_The exercise_: Print every item below verbatim, line for line, without altering any character.
====== Data shown ======
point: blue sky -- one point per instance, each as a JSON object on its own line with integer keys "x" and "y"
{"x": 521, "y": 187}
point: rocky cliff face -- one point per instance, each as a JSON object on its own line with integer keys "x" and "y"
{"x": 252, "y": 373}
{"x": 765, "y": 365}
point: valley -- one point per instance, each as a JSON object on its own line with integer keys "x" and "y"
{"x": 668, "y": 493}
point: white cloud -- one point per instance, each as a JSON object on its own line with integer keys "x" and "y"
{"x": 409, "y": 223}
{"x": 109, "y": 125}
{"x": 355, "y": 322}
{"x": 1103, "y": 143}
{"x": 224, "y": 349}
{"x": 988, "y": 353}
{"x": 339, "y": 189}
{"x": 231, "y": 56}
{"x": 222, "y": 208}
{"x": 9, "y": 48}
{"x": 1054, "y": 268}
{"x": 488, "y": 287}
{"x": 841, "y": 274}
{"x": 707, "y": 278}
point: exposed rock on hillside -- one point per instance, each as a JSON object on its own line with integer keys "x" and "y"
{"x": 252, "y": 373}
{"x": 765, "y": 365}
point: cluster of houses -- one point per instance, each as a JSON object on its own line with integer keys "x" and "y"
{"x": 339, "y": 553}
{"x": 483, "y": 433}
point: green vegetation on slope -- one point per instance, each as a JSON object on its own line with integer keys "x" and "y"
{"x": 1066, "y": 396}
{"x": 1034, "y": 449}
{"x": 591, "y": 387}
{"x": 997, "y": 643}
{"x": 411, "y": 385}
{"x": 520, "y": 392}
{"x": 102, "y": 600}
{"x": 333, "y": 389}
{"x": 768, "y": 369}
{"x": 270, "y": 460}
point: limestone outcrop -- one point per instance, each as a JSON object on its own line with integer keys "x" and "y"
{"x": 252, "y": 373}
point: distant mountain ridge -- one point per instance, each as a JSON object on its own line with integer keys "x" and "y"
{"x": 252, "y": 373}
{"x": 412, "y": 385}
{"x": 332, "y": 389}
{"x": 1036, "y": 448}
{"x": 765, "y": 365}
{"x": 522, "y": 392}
======
_Exercise response_:
point: blue sky -- one point per instance, each as a JSON object on its own line with integer keys "x" and "y"
{"x": 521, "y": 187}
point: rocky cliff face -- one point per instance, each as a JSON object on its own line with integer keys "x" and "y"
{"x": 252, "y": 373}
{"x": 765, "y": 365}
point: valley -- one point per instance, each as a JSON object on its own line with integer keys "x" and "y"
{"x": 668, "y": 493}
point: white cloud -- one point per instance, each as a JSON object on its own line with integer keys "x" and "y"
{"x": 409, "y": 223}
{"x": 109, "y": 125}
{"x": 355, "y": 322}
{"x": 1103, "y": 143}
{"x": 224, "y": 349}
{"x": 988, "y": 353}
{"x": 339, "y": 189}
{"x": 231, "y": 56}
{"x": 222, "y": 208}
{"x": 9, "y": 48}
{"x": 1054, "y": 268}
{"x": 488, "y": 287}
{"x": 841, "y": 274}
{"x": 707, "y": 278}
point: exposed rock on hillside -- one point per instance, each as a JSON object on its own line with integer keys "x" and "y"
{"x": 252, "y": 373}
{"x": 765, "y": 365}
point: cluster of houses -- one point per instance, each as a JSON object on its own line with integer keys "x" and "y"
{"x": 339, "y": 553}
{"x": 483, "y": 433}
point: green vegetation on slope -- one point per instance, each as a JSON object on its own line with integer keys "x" and "y"
{"x": 1066, "y": 396}
{"x": 1034, "y": 449}
{"x": 591, "y": 387}
{"x": 997, "y": 643}
{"x": 411, "y": 385}
{"x": 520, "y": 392}
{"x": 102, "y": 600}
{"x": 333, "y": 389}
{"x": 768, "y": 369}
{"x": 270, "y": 460}
point: limestone outcrop -- one point per instance, each as a JSON object on its own line with integer keys "x" and "y"
{"x": 252, "y": 373}
point: distant mountain ridge -- one point per instance, each as a JSON object on its own line with integer keys "x" and "y"
{"x": 252, "y": 373}
{"x": 412, "y": 385}
{"x": 332, "y": 389}
{"x": 1036, "y": 448}
{"x": 765, "y": 365}
{"x": 522, "y": 392}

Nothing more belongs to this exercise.